Coordinate annotation entries:
▽
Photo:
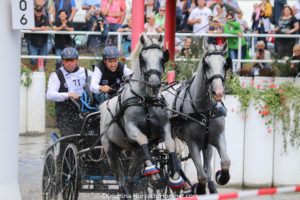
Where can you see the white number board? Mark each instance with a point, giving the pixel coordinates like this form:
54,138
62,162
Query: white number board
22,14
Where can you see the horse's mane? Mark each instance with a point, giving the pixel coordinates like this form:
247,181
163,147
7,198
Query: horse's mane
135,54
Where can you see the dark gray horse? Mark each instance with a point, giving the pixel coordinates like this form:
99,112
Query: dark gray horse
136,119
200,98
△
Exercise requirements: Please rewrite the listing with every "pixel coordinates" changed to "image coordinates" and everything else left the same, omitting the pictures.

Written response:
Photo:
Where can you see the white number board? Mark each instance with a point, giving the image coordinates like this form:
54,138
62,162
Query: white number board
22,14
Where can you see the horse's mane? Mark each instance with a point, giving the image coordinates like this form:
247,181
163,147
7,198
Query: horse's mane
135,54
Where can you see the dark gray horse? Mark each instance with a point, giving the image coordinates like this form:
99,112
Query: dark gray horse
136,119
200,98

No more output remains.